SOURCE PASSAGE:
---------------

In a whole host of endeavors, then, the cutting edge is moving toward an understanding of a religious character in the nature of the reality of which we are part. Certainly this is true in the realm of public policy and in the political process. We need, in the phrase of sociologist Peter Berger, an understanding that we live “under a sacred canopy.” At one time secularism itself, with all of its very noble and frequently compelling visions of human progress, provided a sort of sacred canopy for many of the intellectual and cultural leaders of the Western world. Today it doesn’t, as we realize that we can only become more mature persons not by outgrowing mystery but by entering ever deeper into the mystery.

Fifteen years ago, sociologists of religion and of culture would almost all assert that as society became more modern, it would inevitably become more secular. Today many of those same sociologists, scholars like Peter Berger, Clifford Gertz, Daniel Bell and other neo-conservatives, have done a 180-degree turn and are suggesting that as we move further into modernity the role of religion will become not less but more important. As we move deeper into what Max Weber called “the iron cage” of a specialized and rationalized society, the irrepressible question about the meaning of it all, the religious question, will come increasingly to the fore.

There are other reasons as well why the new assertiveness of religion in public portends a different kind of future for American politics and social change. One major reason is, quite simply, that the United States is a democracy, which means that if governance is not always of, by, and for the people, it is at least not in contempt toward the people. And the fact is that in American life, the overwhelming majority of the people understand their values to be inseparably connected with their religious belief. Observers from other societies have often seen it more clearly than have American social critics, but the sociological evidence is there even if one has very little power of perception: for better or for worse, Americans are incorrigibly religious. You can list for yourself all the ways in which our understandings of what is right and wrong, of good and bad, of that which gives reason for hope, are tied to particularist religious beliefs—primarily, of course, Christianity and Judaism.

This is why it is not possible for public policy to go on acting indifferently toward the religiously-based values of the people in whose name the democracy presumably has moral legitimacy. Take for example the most heated issue in American life today, one that unavoidably joins religiously-based values and public policy: the issue of abortion. In the Roe vs. Wade decision of 1973, Justice Blackmun, writing for the majority, acknowledged correctly the solemnity and the centrality of the issue joined: who belongs to the human community for which we accept common responsibility? Or in Biblical language, who is my neighbor?

The reason why Roe vs. Wade has been repudiated by the American people, and why it will eventually be turned around, is that for the first time in American jurisprudence, it was explicitly stated that it is possible to address these issues of ultimate importance without any reference to the Judeo-Christian tradition that has always been the primary source of public values in America. The strength of the religious New Right, which I find a very troubling phenomenon in many ways, is positive to the extent it has alerted us that the direction pointed by Roe vs. Wade is no longer possible, not unless we as a society are willing to enter deeper and deeper into what sociological jargon calls a legitimation crisis—a situation in which governance is divorced from morality, in which law is asserted as law simply because it is the law.

---------------

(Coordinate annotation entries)

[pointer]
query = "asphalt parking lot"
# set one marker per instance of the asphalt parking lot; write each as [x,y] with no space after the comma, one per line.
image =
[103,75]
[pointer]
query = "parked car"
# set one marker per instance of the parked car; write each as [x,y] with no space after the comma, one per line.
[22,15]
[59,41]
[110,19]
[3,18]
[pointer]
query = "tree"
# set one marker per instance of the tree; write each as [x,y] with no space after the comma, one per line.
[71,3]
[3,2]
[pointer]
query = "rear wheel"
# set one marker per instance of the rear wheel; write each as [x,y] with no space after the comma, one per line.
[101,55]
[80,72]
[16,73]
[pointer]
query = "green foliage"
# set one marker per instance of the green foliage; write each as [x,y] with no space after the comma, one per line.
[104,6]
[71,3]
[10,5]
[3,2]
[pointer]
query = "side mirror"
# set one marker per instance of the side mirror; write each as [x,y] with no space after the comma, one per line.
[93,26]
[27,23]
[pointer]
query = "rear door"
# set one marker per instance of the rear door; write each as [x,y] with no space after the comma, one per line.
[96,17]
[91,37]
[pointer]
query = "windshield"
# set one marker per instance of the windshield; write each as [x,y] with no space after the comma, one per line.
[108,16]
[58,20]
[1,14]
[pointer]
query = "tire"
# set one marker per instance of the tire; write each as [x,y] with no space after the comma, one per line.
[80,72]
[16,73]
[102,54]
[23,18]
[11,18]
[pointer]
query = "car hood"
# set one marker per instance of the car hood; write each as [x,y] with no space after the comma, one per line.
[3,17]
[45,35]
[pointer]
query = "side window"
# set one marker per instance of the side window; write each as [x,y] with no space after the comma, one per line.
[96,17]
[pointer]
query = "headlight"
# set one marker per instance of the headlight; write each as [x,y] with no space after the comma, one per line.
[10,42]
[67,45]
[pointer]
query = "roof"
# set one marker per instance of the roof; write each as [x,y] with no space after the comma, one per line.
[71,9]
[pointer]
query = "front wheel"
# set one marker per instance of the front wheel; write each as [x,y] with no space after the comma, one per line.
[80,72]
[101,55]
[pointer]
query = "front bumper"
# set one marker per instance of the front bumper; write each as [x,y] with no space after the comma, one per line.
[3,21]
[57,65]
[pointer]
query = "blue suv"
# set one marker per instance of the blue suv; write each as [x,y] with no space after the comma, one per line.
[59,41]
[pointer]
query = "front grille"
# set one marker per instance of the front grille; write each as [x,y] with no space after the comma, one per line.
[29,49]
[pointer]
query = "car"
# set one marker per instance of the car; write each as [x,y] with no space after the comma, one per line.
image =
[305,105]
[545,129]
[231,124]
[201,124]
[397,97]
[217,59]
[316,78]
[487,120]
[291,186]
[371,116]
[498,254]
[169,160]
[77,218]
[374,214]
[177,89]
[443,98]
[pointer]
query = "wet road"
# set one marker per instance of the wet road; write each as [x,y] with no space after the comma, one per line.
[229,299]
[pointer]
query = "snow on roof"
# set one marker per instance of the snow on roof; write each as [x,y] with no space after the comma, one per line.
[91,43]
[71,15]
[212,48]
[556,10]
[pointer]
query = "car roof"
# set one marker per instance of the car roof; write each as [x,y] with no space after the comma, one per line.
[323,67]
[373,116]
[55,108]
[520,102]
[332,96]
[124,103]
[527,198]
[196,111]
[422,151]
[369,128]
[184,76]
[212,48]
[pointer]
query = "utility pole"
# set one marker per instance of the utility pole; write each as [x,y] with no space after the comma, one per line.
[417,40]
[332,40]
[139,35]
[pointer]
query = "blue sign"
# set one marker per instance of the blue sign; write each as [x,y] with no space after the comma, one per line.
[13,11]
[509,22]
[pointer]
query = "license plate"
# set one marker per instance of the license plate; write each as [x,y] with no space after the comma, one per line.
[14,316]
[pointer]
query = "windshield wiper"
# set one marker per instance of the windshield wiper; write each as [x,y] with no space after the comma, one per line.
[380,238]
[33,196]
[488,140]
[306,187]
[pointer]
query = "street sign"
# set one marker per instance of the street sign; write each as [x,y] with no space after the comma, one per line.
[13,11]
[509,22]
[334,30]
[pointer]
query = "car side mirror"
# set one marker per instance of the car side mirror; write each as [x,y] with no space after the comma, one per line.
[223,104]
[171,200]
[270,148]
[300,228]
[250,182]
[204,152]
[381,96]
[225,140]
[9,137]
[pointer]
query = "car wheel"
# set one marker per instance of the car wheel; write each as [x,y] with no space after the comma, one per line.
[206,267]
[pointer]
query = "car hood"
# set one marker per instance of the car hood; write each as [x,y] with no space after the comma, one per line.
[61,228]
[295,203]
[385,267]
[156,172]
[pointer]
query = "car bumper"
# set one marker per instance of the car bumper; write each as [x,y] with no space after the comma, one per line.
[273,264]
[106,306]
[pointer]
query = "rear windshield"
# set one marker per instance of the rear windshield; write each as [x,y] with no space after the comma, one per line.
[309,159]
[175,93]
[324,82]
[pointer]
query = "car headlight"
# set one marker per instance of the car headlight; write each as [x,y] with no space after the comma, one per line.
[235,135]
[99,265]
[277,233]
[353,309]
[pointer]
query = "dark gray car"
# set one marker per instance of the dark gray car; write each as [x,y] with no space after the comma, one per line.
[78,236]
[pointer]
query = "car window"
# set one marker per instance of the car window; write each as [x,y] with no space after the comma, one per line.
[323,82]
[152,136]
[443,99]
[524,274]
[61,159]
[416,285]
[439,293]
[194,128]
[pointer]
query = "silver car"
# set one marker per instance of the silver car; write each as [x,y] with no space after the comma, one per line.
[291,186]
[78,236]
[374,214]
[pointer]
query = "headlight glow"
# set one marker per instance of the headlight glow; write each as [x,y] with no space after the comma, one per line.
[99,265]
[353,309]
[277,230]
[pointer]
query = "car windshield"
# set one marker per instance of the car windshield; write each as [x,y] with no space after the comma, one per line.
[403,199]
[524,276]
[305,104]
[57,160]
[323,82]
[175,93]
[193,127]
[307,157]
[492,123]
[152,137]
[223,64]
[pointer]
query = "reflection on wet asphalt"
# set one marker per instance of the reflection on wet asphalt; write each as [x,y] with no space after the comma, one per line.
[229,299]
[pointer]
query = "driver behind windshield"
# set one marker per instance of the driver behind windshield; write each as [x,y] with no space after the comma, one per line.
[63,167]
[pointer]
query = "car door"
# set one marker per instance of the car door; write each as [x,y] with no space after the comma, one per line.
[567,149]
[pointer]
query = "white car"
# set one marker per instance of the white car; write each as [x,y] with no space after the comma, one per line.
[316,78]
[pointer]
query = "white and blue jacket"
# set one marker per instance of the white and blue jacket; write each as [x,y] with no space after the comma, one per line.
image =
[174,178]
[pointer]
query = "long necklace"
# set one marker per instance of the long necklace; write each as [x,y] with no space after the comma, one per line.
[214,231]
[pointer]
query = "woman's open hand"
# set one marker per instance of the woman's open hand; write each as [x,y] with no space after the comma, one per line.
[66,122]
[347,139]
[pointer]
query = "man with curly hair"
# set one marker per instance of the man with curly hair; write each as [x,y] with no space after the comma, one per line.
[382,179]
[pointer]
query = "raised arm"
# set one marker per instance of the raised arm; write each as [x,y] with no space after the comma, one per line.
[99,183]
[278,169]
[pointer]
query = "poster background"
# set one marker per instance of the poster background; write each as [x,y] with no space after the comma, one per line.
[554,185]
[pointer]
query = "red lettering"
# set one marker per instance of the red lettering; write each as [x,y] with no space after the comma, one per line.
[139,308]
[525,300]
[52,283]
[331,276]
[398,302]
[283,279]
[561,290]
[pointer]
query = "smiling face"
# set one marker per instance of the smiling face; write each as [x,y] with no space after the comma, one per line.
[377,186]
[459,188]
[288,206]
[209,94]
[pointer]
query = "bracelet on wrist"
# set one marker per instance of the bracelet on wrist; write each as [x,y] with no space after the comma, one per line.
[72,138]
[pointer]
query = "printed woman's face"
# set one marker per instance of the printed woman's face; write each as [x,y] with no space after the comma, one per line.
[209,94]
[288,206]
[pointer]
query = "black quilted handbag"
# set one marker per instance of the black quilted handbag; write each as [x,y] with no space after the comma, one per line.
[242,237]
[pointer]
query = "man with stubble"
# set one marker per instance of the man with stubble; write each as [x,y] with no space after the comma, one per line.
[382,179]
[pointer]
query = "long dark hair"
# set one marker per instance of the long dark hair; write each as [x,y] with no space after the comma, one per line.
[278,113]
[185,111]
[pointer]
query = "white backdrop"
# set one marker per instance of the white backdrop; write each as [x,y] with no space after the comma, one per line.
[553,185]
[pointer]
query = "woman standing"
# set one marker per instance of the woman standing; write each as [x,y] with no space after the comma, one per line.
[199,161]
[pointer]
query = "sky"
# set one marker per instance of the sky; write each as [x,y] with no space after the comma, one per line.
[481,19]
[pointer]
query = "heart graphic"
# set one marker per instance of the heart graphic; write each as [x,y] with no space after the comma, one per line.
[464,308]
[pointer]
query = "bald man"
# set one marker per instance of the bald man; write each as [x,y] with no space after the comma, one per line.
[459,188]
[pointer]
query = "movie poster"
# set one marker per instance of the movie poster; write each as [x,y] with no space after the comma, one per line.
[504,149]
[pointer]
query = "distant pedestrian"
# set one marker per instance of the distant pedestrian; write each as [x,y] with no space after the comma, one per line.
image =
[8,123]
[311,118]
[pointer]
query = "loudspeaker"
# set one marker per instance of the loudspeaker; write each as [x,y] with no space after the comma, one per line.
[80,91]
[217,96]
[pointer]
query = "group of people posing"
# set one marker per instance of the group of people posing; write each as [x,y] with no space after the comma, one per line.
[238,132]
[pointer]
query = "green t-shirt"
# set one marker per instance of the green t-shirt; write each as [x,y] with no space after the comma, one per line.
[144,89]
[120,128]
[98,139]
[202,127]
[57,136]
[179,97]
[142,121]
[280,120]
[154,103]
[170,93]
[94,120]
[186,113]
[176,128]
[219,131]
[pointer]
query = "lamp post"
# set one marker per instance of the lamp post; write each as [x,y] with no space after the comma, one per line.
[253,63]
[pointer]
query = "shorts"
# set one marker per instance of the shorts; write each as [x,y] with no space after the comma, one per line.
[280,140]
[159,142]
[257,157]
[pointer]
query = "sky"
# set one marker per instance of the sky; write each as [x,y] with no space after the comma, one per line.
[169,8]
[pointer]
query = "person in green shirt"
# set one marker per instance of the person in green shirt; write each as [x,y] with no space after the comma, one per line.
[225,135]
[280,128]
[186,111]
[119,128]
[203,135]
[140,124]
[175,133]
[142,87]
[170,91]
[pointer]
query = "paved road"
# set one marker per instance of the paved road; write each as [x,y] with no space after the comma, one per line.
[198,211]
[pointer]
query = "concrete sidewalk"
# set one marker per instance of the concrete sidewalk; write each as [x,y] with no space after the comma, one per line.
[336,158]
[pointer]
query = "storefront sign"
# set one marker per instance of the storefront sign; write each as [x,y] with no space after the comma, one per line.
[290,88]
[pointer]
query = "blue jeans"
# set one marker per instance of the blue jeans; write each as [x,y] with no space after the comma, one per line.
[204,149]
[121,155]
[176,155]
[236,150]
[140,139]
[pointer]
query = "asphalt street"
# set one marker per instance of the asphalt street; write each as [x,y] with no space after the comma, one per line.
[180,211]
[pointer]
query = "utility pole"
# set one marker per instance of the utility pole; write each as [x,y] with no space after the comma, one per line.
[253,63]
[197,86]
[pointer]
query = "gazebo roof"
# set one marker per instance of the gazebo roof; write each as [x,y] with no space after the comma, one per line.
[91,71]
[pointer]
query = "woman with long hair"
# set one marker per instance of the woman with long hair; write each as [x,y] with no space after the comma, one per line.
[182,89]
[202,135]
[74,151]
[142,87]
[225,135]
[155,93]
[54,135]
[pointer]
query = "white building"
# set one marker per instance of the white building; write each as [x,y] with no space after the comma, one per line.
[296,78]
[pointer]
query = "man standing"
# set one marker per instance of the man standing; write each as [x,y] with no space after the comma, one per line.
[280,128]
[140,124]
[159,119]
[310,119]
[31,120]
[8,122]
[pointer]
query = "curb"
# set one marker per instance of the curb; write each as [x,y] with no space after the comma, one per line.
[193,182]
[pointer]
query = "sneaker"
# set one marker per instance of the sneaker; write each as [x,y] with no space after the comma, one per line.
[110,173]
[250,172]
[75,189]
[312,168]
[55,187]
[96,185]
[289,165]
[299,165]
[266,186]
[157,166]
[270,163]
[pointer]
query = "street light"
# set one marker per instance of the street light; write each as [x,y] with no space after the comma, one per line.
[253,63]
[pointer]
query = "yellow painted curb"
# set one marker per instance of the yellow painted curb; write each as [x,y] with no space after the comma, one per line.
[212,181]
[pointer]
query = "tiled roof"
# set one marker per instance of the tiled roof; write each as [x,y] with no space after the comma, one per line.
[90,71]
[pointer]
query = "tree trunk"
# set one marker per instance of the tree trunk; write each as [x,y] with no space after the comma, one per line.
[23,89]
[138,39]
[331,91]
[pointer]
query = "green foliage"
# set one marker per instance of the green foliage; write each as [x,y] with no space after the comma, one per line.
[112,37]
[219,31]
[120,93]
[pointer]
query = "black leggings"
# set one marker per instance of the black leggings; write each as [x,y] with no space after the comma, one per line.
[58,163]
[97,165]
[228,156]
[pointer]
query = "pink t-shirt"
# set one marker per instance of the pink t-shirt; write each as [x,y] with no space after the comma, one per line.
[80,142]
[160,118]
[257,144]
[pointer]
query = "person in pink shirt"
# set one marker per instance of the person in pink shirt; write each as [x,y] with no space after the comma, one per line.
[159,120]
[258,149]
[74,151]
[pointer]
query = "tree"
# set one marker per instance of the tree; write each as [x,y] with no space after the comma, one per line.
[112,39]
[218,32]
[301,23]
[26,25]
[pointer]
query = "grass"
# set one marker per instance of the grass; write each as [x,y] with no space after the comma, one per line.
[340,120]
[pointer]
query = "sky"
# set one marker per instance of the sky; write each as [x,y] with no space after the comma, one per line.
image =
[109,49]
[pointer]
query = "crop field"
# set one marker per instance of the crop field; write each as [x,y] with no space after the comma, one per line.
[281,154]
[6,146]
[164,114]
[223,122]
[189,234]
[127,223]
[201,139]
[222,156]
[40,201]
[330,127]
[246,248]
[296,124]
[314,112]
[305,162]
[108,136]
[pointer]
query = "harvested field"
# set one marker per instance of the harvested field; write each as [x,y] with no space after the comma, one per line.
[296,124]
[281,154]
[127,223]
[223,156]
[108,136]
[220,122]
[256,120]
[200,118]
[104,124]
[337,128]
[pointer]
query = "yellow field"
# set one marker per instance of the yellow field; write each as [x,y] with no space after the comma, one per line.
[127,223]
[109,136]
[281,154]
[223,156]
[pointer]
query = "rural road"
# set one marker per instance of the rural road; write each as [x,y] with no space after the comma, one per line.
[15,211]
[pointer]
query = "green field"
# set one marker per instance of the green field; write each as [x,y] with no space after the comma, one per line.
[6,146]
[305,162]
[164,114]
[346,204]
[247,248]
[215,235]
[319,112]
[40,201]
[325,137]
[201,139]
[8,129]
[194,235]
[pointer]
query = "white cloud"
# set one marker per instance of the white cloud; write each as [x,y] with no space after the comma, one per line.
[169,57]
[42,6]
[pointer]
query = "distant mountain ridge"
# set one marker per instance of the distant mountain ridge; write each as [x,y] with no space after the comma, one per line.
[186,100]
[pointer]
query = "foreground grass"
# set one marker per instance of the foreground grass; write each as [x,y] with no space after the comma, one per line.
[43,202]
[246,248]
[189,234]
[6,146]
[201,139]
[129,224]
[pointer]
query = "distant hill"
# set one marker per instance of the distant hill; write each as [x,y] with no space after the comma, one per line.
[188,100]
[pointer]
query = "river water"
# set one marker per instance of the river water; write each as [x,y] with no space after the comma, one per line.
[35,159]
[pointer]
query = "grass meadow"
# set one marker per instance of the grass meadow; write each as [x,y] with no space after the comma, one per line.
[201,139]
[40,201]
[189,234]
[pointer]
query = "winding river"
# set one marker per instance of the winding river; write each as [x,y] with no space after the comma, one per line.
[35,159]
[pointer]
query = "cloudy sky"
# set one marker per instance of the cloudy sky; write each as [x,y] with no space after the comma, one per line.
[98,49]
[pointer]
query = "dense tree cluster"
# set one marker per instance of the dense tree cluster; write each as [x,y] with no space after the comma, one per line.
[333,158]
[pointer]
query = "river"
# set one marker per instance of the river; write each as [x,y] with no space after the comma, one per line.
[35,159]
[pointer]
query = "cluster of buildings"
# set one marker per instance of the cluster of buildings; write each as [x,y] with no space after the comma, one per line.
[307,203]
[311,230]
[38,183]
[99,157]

---------------

GOAL: Decide whether each statement agrees with the passage on religion and public life, answering yes or no and quoting the words that settle it: (a) Fifteen years earlier, nearly all sociologists of religion and culture held that a more modern society would become more secular. (b) The Roe vs. Wade decision came in 1975. (c) The phrase "the iron cage" is credited to Peter Berger.

SOLUTION FOR THIS EXERCISE:
(a) Yes: "Fifteen years ago, sociologists of religion and of culture would almost all assert that as society became more modern, it would inevitably become more secular."
(b) No: "In the Roe vs. Wade decision of 1973"
(c) No: "what Max Weber called “the iron cage”"